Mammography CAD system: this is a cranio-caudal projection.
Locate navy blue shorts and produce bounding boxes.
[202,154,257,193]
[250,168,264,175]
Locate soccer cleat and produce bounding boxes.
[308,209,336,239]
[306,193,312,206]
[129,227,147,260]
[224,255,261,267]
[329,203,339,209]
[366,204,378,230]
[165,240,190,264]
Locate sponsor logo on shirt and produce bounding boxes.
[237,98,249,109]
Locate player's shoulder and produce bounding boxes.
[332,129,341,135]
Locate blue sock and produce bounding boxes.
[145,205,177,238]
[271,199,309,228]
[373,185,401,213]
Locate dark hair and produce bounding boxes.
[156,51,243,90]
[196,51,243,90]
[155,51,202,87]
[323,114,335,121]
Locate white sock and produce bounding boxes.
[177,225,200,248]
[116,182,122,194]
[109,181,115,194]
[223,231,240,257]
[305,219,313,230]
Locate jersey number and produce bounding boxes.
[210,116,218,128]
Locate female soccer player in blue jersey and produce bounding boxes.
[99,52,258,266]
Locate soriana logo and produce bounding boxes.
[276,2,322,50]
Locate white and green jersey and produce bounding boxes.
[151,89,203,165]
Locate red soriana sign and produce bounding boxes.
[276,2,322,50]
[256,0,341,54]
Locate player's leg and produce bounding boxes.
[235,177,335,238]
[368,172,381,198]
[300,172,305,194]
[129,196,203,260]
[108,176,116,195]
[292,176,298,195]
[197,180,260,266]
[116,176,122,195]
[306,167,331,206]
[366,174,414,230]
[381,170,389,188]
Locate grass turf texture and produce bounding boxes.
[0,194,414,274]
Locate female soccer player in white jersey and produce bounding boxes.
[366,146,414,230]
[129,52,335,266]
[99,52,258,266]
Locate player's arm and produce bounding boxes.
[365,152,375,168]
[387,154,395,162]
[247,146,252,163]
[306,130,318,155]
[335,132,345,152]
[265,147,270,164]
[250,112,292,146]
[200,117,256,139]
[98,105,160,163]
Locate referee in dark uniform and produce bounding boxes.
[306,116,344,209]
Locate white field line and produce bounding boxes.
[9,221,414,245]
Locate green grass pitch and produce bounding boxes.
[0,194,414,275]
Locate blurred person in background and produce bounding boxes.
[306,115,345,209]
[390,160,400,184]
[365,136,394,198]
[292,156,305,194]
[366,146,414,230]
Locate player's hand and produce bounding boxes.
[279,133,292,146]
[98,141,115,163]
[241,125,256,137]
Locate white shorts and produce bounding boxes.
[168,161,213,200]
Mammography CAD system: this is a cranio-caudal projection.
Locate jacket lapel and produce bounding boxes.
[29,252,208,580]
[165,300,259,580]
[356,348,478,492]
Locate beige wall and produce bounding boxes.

• • • • • • •

Task goal: Rewrite the data above, replacing every occurrence of "produce bounding boxes" with "return box coordinates" and leaving everything else as it is.

Task answer:
Mammography CAD system: this is a cranio-caudal projection.
Locate navy blue shorts and return box coordinates.
[202,154,257,193]
[250,168,264,175]
Locate soccer cleat and return box coordinates.
[308,209,336,239]
[306,193,312,206]
[129,227,147,260]
[224,255,261,267]
[329,203,339,209]
[366,204,378,230]
[165,240,190,264]
Locate sponsor logo on shirt and return box coordinates.
[237,98,249,109]
Locate player's shoulder and return box coordinates.
[332,129,341,135]
Locate blue sock and return box coordinates.
[145,205,177,238]
[271,199,309,228]
[373,185,401,213]
Locate dark hair and return box coordinates.
[156,51,243,90]
[196,51,243,90]
[155,51,202,87]
[323,114,335,121]
Locate white sock and return box coordinates.
[177,225,200,248]
[116,182,122,194]
[109,181,115,194]
[223,231,240,257]
[305,219,313,230]
Locate jersey number and return box coordinates.
[210,116,218,128]
Locate female soccer player in blue jersey and return box coordinates.
[99,52,258,266]
Locate soriana logo and return box coordinates.
[276,2,322,50]
Locate white and green jersey and return box coordinates.
[151,89,203,165]
Locate red soriana sign and return box coordinates.
[276,2,322,50]
[256,0,341,54]
Locate player's leg and return box coordinates.
[235,177,335,238]
[368,172,381,198]
[300,172,305,194]
[129,196,203,260]
[108,176,116,195]
[292,176,298,195]
[197,180,260,266]
[116,176,122,195]
[306,167,331,206]
[366,174,414,230]
[381,170,389,188]
Locate grass turf texture and return box coordinates.
[0,194,414,274]
Locate female soccer player in white jersey and return box coordinates.
[366,146,414,230]
[129,52,335,266]
[99,52,258,266]
Locate player's arm and return box coordinates.
[365,152,375,168]
[387,154,395,162]
[247,146,252,163]
[306,130,318,155]
[335,132,345,152]
[265,147,270,164]
[250,112,292,146]
[200,117,256,139]
[98,105,160,163]
Locate referee in dark uniform and return box coordinates.
[306,116,344,209]
Locate white field line and return box coordinates.
[9,221,414,245]
Locate green grass pitch and return box coordinates.
[0,194,414,275]
Locate blurred person in background and return box coordinates.
[306,115,345,209]
[390,160,400,184]
[365,136,394,198]
[292,156,305,194]
[366,146,414,230]
Locate player's hand and return box coordinates.
[279,133,292,146]
[98,141,115,163]
[241,125,256,137]
Locate white shorts and return box coordinates.
[168,161,213,200]
Mammography CAD system: this is a cranio-caudal projection.
Locate jacket lapel and return box coordinates.
[29,252,208,580]
[165,300,259,580]
[356,348,478,492]
Locate beige wall and return box coordinates.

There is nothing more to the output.